Referring expression data:
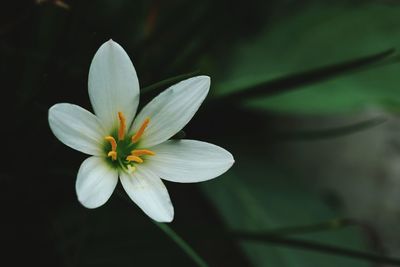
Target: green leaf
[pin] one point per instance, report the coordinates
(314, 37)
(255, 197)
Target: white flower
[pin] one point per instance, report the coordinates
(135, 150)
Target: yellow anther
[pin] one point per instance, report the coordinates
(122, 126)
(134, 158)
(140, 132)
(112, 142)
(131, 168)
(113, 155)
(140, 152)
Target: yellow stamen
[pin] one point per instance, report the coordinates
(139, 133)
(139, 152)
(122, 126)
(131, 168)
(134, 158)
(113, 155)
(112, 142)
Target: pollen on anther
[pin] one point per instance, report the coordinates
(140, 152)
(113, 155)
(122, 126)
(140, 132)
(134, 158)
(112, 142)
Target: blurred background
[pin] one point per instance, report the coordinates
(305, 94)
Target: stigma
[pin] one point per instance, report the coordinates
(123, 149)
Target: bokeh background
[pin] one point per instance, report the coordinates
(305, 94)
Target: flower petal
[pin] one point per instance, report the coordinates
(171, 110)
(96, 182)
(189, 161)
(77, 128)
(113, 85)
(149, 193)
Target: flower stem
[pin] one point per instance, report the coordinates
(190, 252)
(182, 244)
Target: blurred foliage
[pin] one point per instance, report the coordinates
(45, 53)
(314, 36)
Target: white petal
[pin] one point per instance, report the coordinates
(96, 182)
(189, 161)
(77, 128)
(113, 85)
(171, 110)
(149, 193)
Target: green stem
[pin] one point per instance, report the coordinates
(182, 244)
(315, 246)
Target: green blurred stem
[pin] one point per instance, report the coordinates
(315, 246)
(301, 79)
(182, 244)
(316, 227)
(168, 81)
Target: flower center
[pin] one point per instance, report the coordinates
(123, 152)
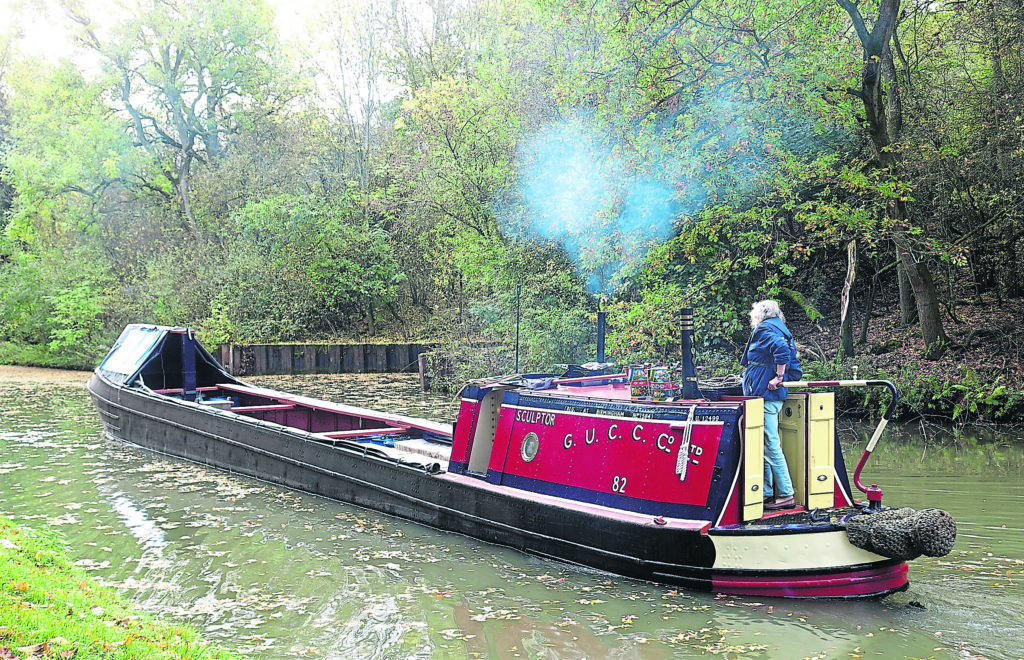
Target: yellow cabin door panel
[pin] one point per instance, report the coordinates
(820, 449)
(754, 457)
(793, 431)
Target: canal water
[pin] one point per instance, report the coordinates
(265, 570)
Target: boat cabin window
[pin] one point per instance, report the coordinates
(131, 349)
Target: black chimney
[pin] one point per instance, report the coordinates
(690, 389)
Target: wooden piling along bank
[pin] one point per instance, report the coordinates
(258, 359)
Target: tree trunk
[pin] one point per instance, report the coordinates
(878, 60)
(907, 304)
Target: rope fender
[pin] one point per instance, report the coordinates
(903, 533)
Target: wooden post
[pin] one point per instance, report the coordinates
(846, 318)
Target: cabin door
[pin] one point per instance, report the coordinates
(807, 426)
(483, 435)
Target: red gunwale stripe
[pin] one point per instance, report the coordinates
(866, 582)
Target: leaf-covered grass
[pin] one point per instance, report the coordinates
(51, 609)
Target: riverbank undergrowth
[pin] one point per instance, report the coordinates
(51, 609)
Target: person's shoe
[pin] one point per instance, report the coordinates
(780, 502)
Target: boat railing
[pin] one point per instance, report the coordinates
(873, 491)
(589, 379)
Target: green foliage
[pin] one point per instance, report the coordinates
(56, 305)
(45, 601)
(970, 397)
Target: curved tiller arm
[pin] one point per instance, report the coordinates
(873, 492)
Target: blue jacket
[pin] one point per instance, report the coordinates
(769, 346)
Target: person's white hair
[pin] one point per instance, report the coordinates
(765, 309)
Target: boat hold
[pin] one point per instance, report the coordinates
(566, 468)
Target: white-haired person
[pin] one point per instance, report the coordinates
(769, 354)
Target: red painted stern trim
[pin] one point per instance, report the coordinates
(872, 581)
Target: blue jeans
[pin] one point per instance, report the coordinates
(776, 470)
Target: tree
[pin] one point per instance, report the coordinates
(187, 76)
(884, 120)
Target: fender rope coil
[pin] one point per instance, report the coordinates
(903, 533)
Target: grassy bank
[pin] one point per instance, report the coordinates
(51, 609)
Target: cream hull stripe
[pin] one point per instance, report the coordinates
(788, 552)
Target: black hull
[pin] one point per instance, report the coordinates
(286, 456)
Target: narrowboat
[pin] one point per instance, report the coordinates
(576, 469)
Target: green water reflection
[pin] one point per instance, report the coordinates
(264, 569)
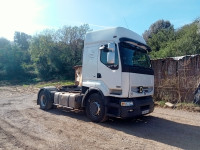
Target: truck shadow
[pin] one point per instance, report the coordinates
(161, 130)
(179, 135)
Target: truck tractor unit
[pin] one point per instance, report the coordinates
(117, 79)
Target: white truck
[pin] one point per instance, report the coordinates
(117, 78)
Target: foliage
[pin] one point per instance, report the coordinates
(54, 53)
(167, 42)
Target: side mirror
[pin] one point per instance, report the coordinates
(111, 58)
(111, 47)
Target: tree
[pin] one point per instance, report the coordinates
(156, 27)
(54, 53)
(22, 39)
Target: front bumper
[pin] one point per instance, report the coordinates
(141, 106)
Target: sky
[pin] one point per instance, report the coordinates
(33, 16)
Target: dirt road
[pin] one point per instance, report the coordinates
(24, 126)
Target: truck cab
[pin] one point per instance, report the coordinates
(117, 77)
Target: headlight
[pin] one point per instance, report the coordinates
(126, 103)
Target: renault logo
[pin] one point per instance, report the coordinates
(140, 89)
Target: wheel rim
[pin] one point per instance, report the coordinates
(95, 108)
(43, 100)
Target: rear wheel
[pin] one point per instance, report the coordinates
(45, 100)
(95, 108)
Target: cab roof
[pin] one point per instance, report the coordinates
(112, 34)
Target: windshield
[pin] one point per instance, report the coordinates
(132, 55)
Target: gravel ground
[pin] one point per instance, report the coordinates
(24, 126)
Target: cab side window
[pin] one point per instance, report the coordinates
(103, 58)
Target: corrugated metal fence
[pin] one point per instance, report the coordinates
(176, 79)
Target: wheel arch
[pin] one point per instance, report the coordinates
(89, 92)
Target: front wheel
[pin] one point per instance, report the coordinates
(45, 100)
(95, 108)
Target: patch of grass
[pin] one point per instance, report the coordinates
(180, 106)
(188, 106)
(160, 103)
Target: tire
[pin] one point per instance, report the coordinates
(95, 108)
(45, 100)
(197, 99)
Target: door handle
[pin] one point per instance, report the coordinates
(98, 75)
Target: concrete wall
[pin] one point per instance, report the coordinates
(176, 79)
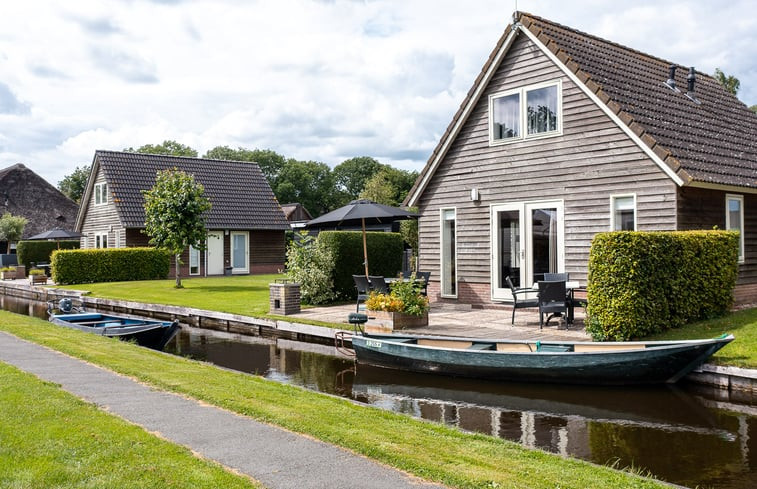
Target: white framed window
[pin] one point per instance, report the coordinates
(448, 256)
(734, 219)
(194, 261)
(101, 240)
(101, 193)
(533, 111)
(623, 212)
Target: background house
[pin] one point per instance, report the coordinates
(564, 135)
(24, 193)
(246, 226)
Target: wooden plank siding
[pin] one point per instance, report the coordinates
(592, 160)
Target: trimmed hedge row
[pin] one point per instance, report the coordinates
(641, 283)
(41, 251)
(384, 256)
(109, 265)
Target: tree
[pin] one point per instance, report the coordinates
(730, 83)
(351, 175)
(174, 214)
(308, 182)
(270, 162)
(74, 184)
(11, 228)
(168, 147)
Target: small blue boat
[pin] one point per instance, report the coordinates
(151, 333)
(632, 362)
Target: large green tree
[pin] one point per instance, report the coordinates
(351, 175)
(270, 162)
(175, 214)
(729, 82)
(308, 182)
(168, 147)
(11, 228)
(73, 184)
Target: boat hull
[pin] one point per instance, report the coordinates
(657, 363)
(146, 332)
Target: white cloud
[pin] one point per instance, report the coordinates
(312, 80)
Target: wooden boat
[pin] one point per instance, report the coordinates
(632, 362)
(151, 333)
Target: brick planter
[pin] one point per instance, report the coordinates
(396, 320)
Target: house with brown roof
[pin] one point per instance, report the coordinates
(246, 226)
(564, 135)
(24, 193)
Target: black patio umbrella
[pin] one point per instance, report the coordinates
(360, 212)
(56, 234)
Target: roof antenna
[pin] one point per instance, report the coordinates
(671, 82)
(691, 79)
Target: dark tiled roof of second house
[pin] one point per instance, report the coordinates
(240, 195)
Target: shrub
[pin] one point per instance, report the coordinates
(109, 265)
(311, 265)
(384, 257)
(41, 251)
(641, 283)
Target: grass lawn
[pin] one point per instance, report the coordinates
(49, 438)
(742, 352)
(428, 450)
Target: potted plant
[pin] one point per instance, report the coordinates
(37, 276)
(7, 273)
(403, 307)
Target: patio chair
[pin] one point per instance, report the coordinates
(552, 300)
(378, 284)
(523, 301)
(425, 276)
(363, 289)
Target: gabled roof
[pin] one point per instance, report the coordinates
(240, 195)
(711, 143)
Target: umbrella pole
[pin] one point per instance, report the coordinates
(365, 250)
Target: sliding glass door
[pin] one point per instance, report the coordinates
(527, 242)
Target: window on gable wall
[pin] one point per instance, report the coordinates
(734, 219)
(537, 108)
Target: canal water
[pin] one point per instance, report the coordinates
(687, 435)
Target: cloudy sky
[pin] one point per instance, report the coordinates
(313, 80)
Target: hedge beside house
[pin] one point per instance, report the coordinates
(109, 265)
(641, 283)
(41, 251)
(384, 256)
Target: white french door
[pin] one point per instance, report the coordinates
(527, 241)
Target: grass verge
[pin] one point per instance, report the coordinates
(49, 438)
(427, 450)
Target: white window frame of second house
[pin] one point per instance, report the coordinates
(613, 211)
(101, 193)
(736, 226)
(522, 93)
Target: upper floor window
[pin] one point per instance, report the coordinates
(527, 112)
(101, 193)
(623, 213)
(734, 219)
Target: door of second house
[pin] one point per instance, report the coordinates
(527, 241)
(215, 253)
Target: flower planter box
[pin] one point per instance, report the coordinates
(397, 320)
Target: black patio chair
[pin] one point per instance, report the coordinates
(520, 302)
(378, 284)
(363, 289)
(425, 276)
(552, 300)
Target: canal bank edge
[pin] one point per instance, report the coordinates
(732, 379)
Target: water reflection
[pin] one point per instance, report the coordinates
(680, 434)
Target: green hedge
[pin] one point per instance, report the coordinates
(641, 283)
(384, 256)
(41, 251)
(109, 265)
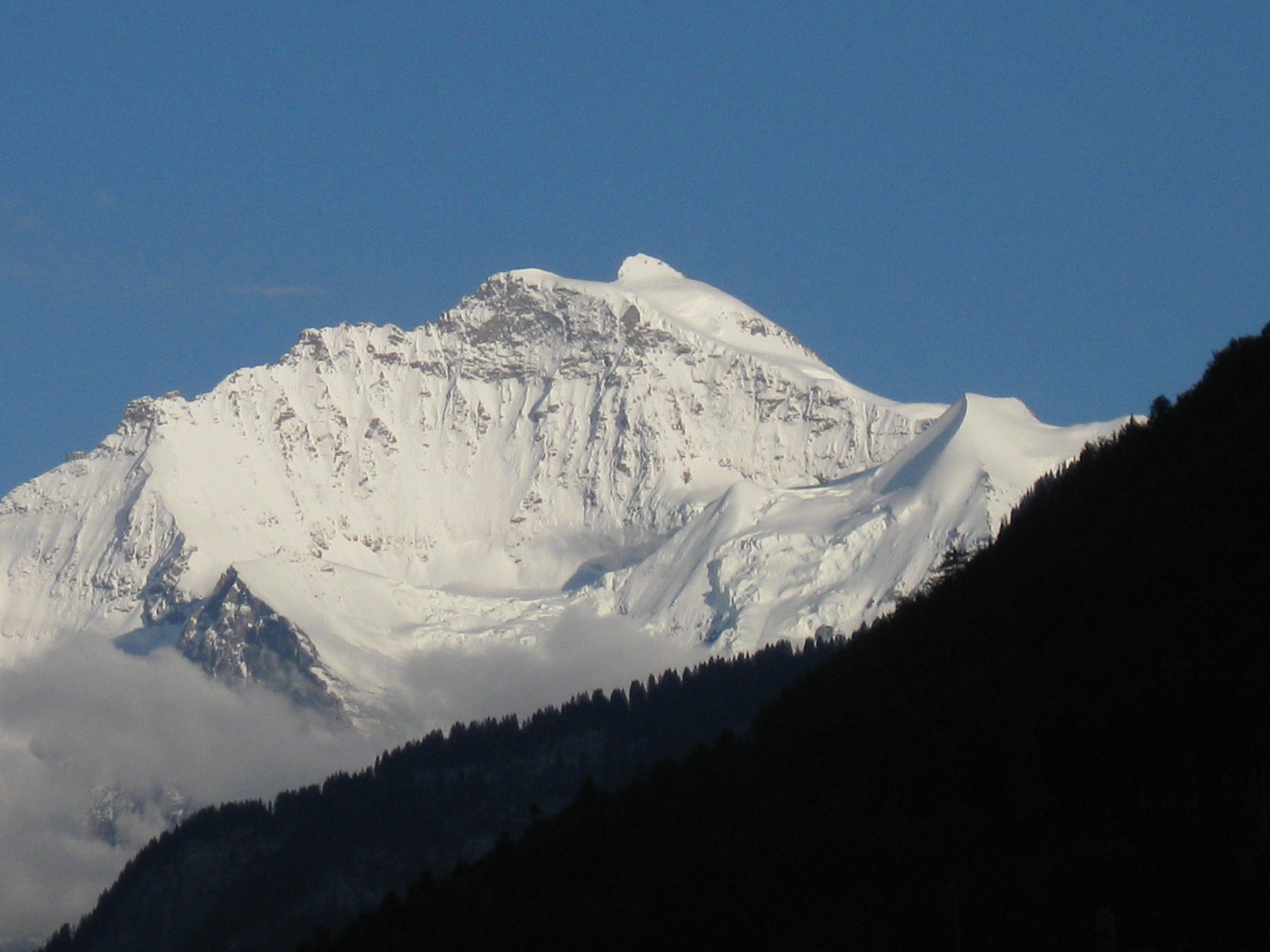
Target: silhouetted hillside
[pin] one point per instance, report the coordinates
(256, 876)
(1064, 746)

**ACTIVITY**
What you return should be exactly the lines above, starting at the one with "Target: umbrella pole" and ending at the one with "Target: cloudy sky", and nothing else.

**REPLY**
Target: umbrella pole
[pin] one point per instance, report the coordinates
(365, 250)
Target: sliding glass door
[pin] one point per instance, report the coordinates
(527, 242)
Target: window on gable wall
[pin] one point per instance, report the coordinates
(734, 219)
(537, 108)
Target: canal water
[pin] one point per instance, report the coordinates
(687, 435)
Target: cloudy sky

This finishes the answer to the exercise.